__Set problem__. Copy all the records below word for word, leaving out the pictures.
:: The input
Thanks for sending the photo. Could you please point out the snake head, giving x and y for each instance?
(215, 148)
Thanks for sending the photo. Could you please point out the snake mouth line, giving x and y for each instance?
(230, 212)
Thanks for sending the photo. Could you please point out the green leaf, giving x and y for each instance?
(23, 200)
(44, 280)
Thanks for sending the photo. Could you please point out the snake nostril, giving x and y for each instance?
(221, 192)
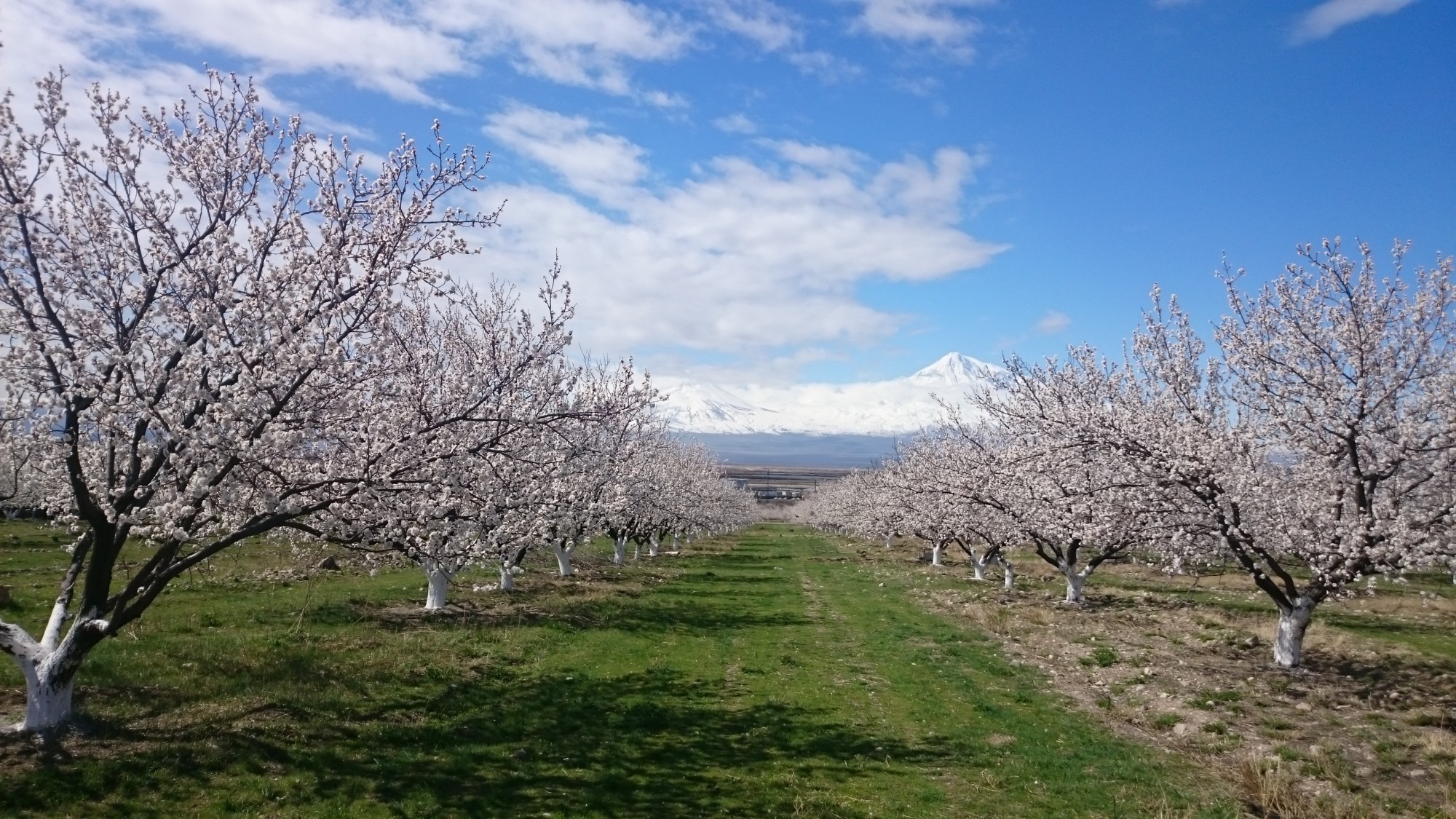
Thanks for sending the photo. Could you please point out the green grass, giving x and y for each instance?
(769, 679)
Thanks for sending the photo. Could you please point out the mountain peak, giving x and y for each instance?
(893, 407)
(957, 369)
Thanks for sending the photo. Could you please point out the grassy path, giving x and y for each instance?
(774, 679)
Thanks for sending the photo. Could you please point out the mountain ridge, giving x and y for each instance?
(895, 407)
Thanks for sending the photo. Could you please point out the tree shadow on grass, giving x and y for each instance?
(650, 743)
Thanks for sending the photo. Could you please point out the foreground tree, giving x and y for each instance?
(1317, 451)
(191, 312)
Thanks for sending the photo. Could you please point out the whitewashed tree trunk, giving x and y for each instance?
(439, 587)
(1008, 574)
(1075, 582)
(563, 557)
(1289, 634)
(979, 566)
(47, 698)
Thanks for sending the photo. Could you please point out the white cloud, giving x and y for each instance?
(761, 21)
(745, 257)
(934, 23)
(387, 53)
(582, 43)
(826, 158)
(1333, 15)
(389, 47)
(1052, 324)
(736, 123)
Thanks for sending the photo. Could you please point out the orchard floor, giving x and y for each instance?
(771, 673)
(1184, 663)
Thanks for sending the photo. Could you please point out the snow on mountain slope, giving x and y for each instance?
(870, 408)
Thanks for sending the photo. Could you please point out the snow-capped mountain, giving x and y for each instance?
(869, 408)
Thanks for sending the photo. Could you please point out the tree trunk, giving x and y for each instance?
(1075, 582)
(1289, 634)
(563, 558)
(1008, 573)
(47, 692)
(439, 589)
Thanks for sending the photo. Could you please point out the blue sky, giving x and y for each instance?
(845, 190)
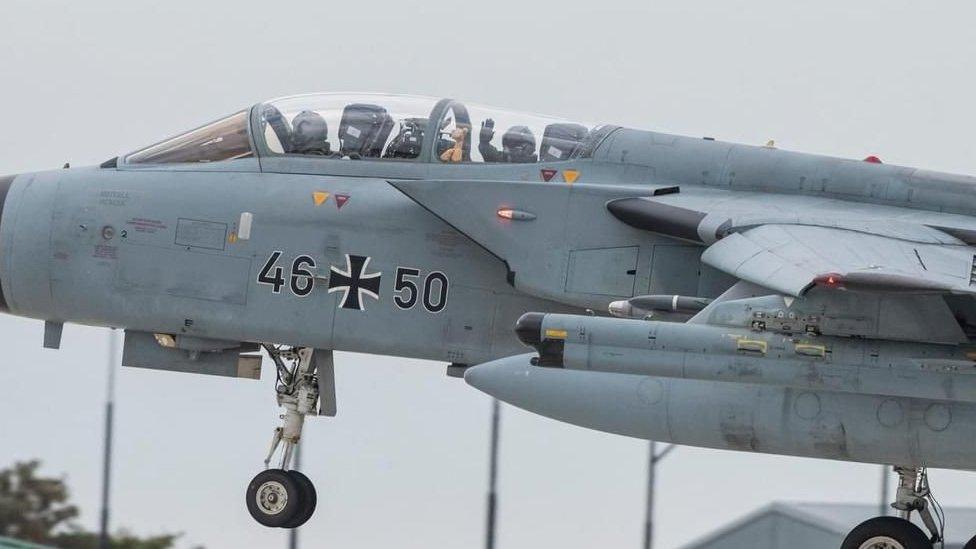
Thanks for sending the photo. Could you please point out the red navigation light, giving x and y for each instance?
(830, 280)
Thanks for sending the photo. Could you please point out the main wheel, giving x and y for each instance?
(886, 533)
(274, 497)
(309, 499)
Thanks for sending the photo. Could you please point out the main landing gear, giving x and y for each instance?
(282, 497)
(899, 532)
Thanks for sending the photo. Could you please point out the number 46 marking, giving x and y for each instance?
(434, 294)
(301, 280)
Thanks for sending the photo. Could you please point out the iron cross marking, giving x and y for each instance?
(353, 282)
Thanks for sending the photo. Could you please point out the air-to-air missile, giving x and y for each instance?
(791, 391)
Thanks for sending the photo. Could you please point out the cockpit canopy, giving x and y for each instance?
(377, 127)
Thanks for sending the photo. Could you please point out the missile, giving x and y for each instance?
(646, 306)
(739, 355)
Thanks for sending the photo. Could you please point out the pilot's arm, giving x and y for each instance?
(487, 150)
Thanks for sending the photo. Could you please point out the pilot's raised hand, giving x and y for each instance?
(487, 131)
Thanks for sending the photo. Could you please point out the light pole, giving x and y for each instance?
::::
__Written answer__.
Thanks for sending the photo. Could you please point out the snake head, giving x and y for each instance?
(215, 148)
Thanks for sending the photo. Could you please point out the snake mouth line, giving x and y for each instance?
(230, 212)
Thanks for sending the photo. Could you please point out the green leaf, giving x and y for each instance?
(23, 200)
(44, 280)
Thanks for sending the photo. Could you please point out the snake nostril, giving x and y for each instance?
(221, 192)
Thanks for sending the photo. Could you please point out the green grass, giving x and y for each instance?
(769, 679)
Thanks for sending the photo. Could you please point out the mountain peak, giving x and y for each instance?
(893, 407)
(957, 369)
Thanks for sending the photo. Could you please point out the grassy path, giving x and y for each instance?
(774, 679)
Thanks for sending the photo. Could you please point out the mountain ridge, giving x and y for each instance?
(895, 407)
Thanks for sending the photo. Could you please point out the tree shadow on grass, giving x and y for each instance?
(650, 743)
Thanks for sending the photo. Could you please point out the foreground tree, giving x and y for each instance?
(1317, 451)
(191, 312)
Thanks for sending the photo. Could you please point out the whitewashed tree trunk, giving x and y for each instance?
(439, 587)
(1008, 574)
(1075, 582)
(563, 557)
(1289, 634)
(979, 566)
(47, 698)
Thanks for sending the photo. Could you please point out the white cloud, giving x and y for each instance?
(761, 21)
(745, 257)
(934, 23)
(387, 53)
(582, 43)
(826, 158)
(1333, 15)
(389, 47)
(1052, 324)
(736, 123)
Thanks for sending the photo. Could you please point out the orchard floor, giving x and y for each instance?
(771, 673)
(1184, 663)
Thanks for sending the photo. Could you please point out the snow on mountain slope, giving x and y for each instance?
(870, 408)
Thanks for sending the photo. Could you please point out the snow-capped mountain, giving x and y for each instance?
(869, 408)
Thanks for sending the photo. Could you please point out the tree trunk, giving x and y for each instance?
(1075, 582)
(1289, 634)
(563, 558)
(1008, 573)
(47, 692)
(439, 589)
Thanks for sending the photo. Could you please point out the blue sky, giving x and y for each instance?
(845, 190)
Thanks for sending the photo. Could you please point out the red navigation light, giving x and y for each instance?
(830, 280)
Thanks for sending the photo. Could you please point out the main wheel, giving x and y for each instance?
(886, 533)
(274, 497)
(309, 499)
Thanks for sending the photo. Could you please point out the main landing gear, giving x and y for each instance?
(282, 497)
(899, 532)
Thanks for sending the photo. Could you please point out the number 46 marking, giving x and y for each instance?
(434, 294)
(301, 280)
Thanks for sending the photo. Could you please point out the iron cross marking, giving x and y for each instance?
(353, 282)
Thanks for sending the photo. Could you please point out the air-to-air missile, giving x and y for each instance?
(791, 391)
Thanks for sending the photo. Could you please point out the cockpit canopy, giving x and y for each instance?
(377, 127)
Thanks for sending the photo. Could you please point out the missile, giving x and y for each instance?
(646, 306)
(739, 355)
Thanks for sending the photo. Could you please point out the pilot's arm, giving x and y for each instance?
(487, 150)
Thanks for sending the photo. Could you please point out the pilot's raised hand, giving x and y for each instance?
(487, 131)
Thanks for sending the photo. Could you please point out the light pole, giving x and y for each instance?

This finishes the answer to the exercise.